**** Reading passage ****
Nzimande sat on a damning forensic report, wayward board members still off the hook four years later

5/14/2025 11:50:41 PM News

Construction Education & Training Authority, Malusi Sheri, appearing before the Portfolio Committee on Higher Education and Training on Wednesday.

Source: The People's Eye




Sizwe sama Yende


Rogue board members and employees who nearly collapsed the Construction Education & Training Authority (CETA) could be causing damage in other institutions because a damning forensic audit report completed four years ago was not released.

The investigation report by Duja Consulting was given to former Higher Education and Training Minister, Blade Nzimande, on November 5 2021 but was never released to CETA to implement its recommendations.

Zimande placed CETA under administration in 2020 following numerous allegations of mismanagement, governance failures and conflict of interest and then commissioned a forensic report.

This was second time CETA was placed under administration. The first time was in 2011.

Higher Education and Training portfolio committee chairperson, Tebogo Letsie, decried the fact that no one knew who the culprits were since the report was left to gather dust.

“This report uncovered a lot of things, [but] we don’t know the names of the executive committee board members. Since 2020, these people could have been appointed in other boards to continue causing the mess,” Letsie said.

The Duja report, which the department presented to the portfolio committee on Wednesday, left out the names of the culprits.

It painted a gloomy picture of how board members took decisions that overcommitted CETA’s finances and risked its collapse.
**** Record extracts ****
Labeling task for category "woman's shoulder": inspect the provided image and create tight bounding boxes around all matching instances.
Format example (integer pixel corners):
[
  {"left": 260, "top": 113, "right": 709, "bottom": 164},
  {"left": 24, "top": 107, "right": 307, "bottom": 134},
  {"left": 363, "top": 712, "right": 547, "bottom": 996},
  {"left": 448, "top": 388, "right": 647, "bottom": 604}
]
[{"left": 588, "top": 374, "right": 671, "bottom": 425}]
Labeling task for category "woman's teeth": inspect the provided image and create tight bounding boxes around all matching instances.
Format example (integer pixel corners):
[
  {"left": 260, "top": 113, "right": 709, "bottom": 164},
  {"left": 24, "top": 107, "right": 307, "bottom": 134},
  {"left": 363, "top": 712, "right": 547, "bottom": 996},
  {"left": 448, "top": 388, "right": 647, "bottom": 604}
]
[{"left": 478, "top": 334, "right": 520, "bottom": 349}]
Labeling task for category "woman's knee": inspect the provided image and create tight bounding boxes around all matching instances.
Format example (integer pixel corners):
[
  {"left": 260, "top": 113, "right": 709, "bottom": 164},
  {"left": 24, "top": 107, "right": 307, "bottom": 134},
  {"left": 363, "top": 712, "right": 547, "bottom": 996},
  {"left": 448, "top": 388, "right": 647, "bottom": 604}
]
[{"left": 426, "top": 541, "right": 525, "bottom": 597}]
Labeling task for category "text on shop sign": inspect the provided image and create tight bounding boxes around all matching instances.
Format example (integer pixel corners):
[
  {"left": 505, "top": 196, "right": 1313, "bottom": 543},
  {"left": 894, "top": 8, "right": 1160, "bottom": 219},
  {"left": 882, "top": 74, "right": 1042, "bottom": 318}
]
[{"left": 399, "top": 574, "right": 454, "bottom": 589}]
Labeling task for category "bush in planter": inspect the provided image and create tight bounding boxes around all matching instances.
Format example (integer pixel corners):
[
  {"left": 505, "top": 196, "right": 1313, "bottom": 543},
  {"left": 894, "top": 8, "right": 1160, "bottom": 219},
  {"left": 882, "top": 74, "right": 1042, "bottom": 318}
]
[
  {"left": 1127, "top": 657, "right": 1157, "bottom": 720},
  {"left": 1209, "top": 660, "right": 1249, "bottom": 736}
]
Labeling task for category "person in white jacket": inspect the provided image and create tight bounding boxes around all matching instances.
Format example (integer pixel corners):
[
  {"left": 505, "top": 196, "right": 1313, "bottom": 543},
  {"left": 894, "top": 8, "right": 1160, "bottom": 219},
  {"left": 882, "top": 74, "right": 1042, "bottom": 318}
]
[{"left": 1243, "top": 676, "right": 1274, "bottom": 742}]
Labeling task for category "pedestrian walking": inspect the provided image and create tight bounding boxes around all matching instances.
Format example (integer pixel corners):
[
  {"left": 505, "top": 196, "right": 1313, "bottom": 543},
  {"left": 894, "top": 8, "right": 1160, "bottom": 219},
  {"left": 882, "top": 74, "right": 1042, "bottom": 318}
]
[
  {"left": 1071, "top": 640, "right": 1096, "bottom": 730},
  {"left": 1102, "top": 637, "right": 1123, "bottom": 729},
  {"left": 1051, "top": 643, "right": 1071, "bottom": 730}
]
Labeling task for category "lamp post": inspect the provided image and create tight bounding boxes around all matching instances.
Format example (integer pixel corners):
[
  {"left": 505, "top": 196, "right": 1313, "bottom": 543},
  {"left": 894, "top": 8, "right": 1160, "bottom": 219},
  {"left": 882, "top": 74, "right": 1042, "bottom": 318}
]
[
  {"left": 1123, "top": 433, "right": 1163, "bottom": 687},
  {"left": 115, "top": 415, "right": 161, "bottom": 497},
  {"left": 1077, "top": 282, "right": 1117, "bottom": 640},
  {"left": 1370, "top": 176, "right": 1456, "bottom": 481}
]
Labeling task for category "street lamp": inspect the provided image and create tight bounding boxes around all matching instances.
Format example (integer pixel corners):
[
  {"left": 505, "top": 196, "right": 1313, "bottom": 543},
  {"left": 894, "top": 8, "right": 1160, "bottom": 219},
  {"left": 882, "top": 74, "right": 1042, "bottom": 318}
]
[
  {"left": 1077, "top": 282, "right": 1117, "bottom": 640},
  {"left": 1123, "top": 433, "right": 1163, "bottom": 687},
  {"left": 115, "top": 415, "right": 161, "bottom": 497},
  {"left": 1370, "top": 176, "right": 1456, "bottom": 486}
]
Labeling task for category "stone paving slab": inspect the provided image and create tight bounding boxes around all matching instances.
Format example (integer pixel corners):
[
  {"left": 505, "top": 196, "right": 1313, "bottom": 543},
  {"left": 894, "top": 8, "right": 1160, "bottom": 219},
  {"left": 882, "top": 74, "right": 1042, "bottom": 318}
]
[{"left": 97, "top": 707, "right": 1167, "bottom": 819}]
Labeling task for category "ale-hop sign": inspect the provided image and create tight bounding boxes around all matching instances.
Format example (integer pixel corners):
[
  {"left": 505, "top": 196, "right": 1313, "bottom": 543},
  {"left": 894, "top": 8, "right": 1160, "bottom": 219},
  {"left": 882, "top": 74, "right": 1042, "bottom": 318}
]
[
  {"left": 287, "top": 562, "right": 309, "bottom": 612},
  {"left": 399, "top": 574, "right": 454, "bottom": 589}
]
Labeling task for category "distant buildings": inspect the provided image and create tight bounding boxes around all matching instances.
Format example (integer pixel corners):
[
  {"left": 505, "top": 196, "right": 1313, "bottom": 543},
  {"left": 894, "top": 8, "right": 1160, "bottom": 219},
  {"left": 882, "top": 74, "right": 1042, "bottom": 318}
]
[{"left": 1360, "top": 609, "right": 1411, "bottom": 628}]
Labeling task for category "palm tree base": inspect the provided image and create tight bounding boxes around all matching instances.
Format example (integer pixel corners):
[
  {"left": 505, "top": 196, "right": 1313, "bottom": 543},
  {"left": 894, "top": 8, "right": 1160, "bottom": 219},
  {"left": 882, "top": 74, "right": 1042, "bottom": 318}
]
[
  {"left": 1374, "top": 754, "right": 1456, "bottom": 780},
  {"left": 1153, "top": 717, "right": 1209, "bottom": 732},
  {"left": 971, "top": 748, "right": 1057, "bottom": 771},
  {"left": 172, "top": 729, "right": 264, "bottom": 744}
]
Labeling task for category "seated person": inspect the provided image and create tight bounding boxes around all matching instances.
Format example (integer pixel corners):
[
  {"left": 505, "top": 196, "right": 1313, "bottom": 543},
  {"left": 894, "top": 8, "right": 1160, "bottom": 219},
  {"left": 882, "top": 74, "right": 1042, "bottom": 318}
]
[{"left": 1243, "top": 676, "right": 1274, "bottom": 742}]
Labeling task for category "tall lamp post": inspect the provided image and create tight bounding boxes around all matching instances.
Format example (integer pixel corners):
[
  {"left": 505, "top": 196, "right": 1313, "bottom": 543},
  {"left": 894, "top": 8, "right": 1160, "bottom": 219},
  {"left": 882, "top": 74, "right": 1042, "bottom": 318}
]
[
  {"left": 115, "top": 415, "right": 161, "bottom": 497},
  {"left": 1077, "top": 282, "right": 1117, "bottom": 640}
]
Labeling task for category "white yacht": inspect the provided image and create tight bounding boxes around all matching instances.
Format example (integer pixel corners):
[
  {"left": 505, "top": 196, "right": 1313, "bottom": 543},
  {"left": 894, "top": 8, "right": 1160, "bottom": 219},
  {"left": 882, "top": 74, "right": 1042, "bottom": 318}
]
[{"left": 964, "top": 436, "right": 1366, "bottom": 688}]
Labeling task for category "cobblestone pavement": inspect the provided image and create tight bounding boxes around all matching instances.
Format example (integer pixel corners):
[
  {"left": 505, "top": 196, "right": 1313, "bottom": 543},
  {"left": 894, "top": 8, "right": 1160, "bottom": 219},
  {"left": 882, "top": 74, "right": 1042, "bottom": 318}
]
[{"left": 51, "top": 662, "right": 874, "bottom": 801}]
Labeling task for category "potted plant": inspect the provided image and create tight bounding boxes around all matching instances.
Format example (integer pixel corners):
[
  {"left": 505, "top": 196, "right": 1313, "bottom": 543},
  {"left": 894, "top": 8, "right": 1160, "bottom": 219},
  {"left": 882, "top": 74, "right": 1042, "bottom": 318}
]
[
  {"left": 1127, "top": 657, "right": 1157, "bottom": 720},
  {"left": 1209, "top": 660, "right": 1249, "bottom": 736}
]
****
Apply what you read:
1/ In the news article about the CETA forensic report, on what date did former minister Blade Nzimande receive the Duja Consulting investigation report?
2/ Pick up the news article about the CETA forensic report after its final sentence and write the next few paragraphs.

Task-by-task answers:
1/ November 5, 2021.

2/
The Duja report found that:

·      A receptionist with a fake matric certificate drew a salary of R1 million annualy for a period of five years;

·      Board members bloated employee salaries from R48 million per annum in 2015/16 to R126 million in 2018/19;

·      The board decided to contribute 100% to employees’ medical aid scheme despite minutes indicating that CETA would contribute 70%. They also decided to contribute 100% to the employees’ pension fund;

·      The board usurped all powers to allocate discretionary grant funds and, as a result, the expenditure ballooned from R550 million in 2019/2020 financial year to R1.2 billion.

CETA chief executive officer, Malusi Shezi, told the committee that CETA paid random salary increases and bonuses. CETA board paid a peculiar clean audit bonus.

Shezi said that R163 million was spent on bonuses in 2018. “There were clean audit bonuses. CETA received clean audits and employees would be given such bonuses over and above performance bonuses,” he said.

The committee also heard that certification of training institutions was in shambles and threatened the credibility of the institution.

“The board exco’s understanding of powers was deeply troubling to investigators. Decisions were not taken to the full board for ratification,” Shezi said.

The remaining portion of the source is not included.